* Recorded data *
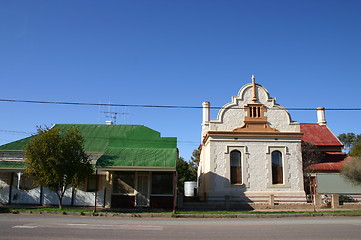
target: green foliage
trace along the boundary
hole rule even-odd
[[[56,192],[59,208],[65,190],[82,183],[93,172],[83,149],[84,139],[79,129],[61,133],[57,128],[38,128],[25,148],[25,174],[34,184]]]
[[[341,133],[338,135],[338,139],[345,146],[346,151],[349,152],[354,145],[361,143],[361,134]]]
[[[185,181],[195,181],[197,179],[197,171],[194,162],[186,162],[182,157],[177,159],[177,185],[178,192],[184,192]]]
[[[361,158],[354,157],[347,160],[340,174],[354,185],[361,186]]]

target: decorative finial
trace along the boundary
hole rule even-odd
[[[252,92],[253,92],[252,101],[253,101],[253,102],[257,102],[256,78],[254,77],[253,74],[252,74]]]

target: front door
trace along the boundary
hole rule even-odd
[[[137,175],[137,195],[135,199],[137,207],[149,206],[149,174],[138,173]]]

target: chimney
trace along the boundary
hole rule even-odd
[[[105,124],[106,125],[113,125],[114,123],[113,123],[113,121],[105,121]]]
[[[208,125],[210,120],[210,103],[209,102],[203,102],[203,122],[202,125]]]
[[[207,134],[209,130],[209,120],[210,120],[210,103],[203,102],[203,121],[202,121],[202,137],[201,141],[203,141],[203,137]]]
[[[317,108],[317,123],[318,123],[318,125],[326,125],[327,124],[324,107]]]

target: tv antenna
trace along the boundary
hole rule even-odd
[[[118,115],[128,115],[129,113],[124,112],[112,112],[112,111],[102,111],[102,113],[106,113],[106,117],[110,118],[113,124],[117,123],[117,116]]]

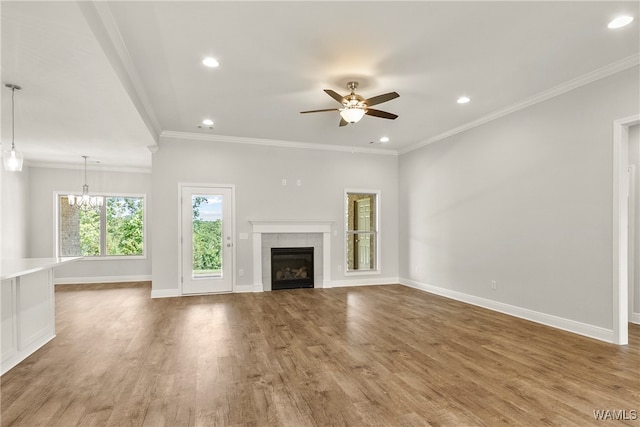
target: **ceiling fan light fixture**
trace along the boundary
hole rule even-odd
[[[364,117],[366,110],[359,107],[347,107],[340,110],[340,117],[347,123],[357,123]]]

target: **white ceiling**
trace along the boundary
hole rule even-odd
[[[639,4],[2,1],[2,84],[23,86],[16,144],[36,164],[86,154],[149,168],[162,132],[404,151],[637,64]],[[621,13],[636,19],[607,29]],[[201,64],[209,55],[219,68]],[[397,91],[376,108],[400,117],[339,128],[337,113],[299,114],[338,106],[323,89],[346,94],[354,79],[365,98]],[[456,103],[463,94],[471,103]],[[204,118],[214,129],[197,127]]]

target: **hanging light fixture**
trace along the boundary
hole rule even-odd
[[[89,156],[82,156],[84,158],[84,185],[82,186],[82,194],[74,196],[69,194],[67,199],[70,206],[75,206],[81,211],[99,210],[103,204],[102,196],[90,196],[89,185],[87,185],[87,159]]]
[[[16,150],[15,143],[15,96],[16,90],[22,90],[18,85],[8,83],[5,85],[11,89],[11,150],[5,150],[2,152],[2,162],[4,163],[4,170],[9,172],[20,172],[22,170],[23,156],[22,153]]]

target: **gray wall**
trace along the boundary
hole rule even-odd
[[[38,206],[30,209],[29,256],[45,258],[55,256],[55,192],[82,191],[84,171],[81,169],[31,168],[29,203]],[[151,242],[149,212],[151,212],[151,174],[131,172],[107,172],[89,170],[87,183],[92,193],[144,194],[147,196],[147,258],[142,260],[85,259],[56,269],[56,281],[74,278],[117,278],[151,276]]]
[[[402,155],[400,276],[611,329],[612,122],[638,91],[634,67]]]
[[[250,220],[333,221],[332,280],[344,271],[345,188],[380,190],[382,272],[398,276],[397,156],[162,138],[153,157],[153,289],[178,289],[178,183],[234,184],[236,233]],[[288,180],[282,186],[282,179]],[[296,180],[302,186],[296,186]],[[237,286],[253,284],[252,239],[236,234]],[[342,271],[339,271],[339,267]],[[359,276],[366,283],[367,276]]]
[[[0,253],[3,259],[25,258],[29,256],[30,168],[25,165],[22,172],[6,172],[0,164],[0,171]]]

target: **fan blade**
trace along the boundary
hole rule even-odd
[[[335,99],[336,101],[342,104],[342,101],[344,100],[344,97],[342,95],[340,95],[339,93],[331,89],[325,89],[324,91],[327,93],[327,95],[329,95],[330,97],[332,97],[333,99]]]
[[[374,106],[378,104],[382,104],[383,102],[391,101],[392,99],[396,99],[399,97],[398,92],[389,92],[384,95],[374,96],[373,98],[366,99],[364,102],[369,106]]]
[[[322,113],[325,111],[338,111],[337,108],[325,108],[324,110],[309,110],[309,111],[300,111],[300,114],[307,114],[307,113]]]
[[[390,119],[390,120],[395,120],[398,118],[396,114],[387,113],[386,111],[374,110],[373,108],[367,108],[367,111],[365,112],[365,114],[367,116],[380,117],[382,119]]]

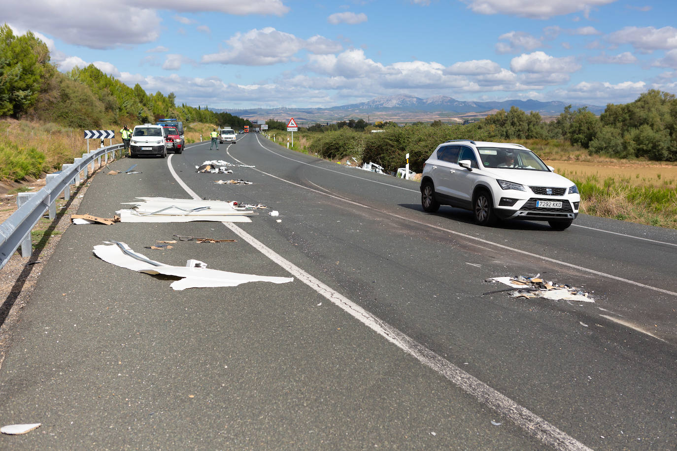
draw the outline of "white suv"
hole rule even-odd
[[[134,127],[129,143],[129,154],[132,157],[139,155],[157,155],[164,158],[167,156],[165,134],[162,126],[154,124],[144,124]]]
[[[423,165],[420,190],[425,211],[440,205],[465,208],[481,225],[524,219],[564,230],[581,201],[573,182],[523,145],[470,140],[437,146]]]

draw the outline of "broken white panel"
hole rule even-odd
[[[41,423],[30,423],[25,425],[8,425],[0,427],[0,432],[10,435],[20,435],[37,429],[42,425]]]
[[[216,221],[218,222],[251,222],[252,220],[242,215],[190,215],[172,216],[169,214],[151,214],[141,216],[133,210],[121,210],[116,213],[120,216],[121,222],[190,222],[192,221]]]
[[[146,274],[162,274],[181,277],[181,280],[173,282],[170,285],[175,290],[208,287],[236,287],[247,282],[286,283],[294,280],[293,277],[259,276],[209,269],[204,262],[194,260],[188,260],[188,266],[172,266],[150,260],[121,242],[94,246],[93,252],[99,258],[121,268]]]
[[[133,209],[116,212],[121,222],[250,222],[251,220],[245,216],[258,214],[246,208],[236,207],[235,202],[169,197],[137,199],[137,201],[125,203],[134,205]]]
[[[566,288],[544,290],[538,291],[538,295],[545,299],[559,301],[564,299],[567,301],[578,301],[579,302],[594,302],[594,300],[582,294],[574,294],[571,290]]]
[[[221,200],[171,199],[169,197],[136,197],[136,199],[139,200],[133,202],[123,202],[123,204],[135,206],[133,210],[139,214],[245,214],[247,216],[257,216],[258,214],[248,211],[244,207],[236,206],[236,202],[227,202]]]
[[[501,283],[504,283],[504,284],[508,285],[508,287],[515,287],[515,288],[528,288],[529,287],[529,284],[528,283],[515,283],[515,282],[513,282],[512,281],[510,280],[511,279],[512,279],[512,277],[492,277],[492,280],[494,280],[494,281],[496,281],[497,282],[500,282]]]

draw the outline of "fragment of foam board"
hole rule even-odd
[[[20,435],[40,427],[41,423],[30,423],[24,425],[7,425],[0,427],[0,432],[10,435]]]
[[[206,264],[203,262],[194,260],[188,260],[185,266],[172,266],[150,260],[146,256],[134,252],[122,242],[95,245],[93,252],[102,260],[121,268],[146,274],[162,274],[181,277],[181,280],[173,282],[170,285],[175,290],[207,287],[236,287],[247,282],[286,283],[294,280],[293,277],[259,276],[210,269],[206,267]]]
[[[120,222],[120,216],[100,218],[91,214],[73,214],[70,216],[70,220],[73,224],[105,224],[106,225],[112,225]]]
[[[258,214],[234,202],[169,197],[137,197],[137,201],[125,202],[134,205],[133,209],[116,212],[123,222],[187,222],[219,221],[250,222],[244,216]]]
[[[251,222],[252,220],[242,215],[221,215],[221,216],[171,216],[171,215],[150,215],[139,216],[133,210],[121,210],[117,212],[120,215],[121,222],[190,222],[192,221],[217,221],[219,222]]]

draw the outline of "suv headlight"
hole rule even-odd
[[[499,186],[503,189],[517,189],[519,191],[527,191],[524,185],[520,185],[519,183],[514,183],[512,182],[508,182],[505,180],[496,180]]]

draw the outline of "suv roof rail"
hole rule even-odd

* Request *
Please pull out every line of the data above that contains the string "outline", matching case exactly.

* Solved exercise *
draw the outline of "white suv"
draw the outline of "broken white panel"
draw the outline of "fragment of foam board"
draw the outline of "suv headlight"
draw the outline of "suv roof rail"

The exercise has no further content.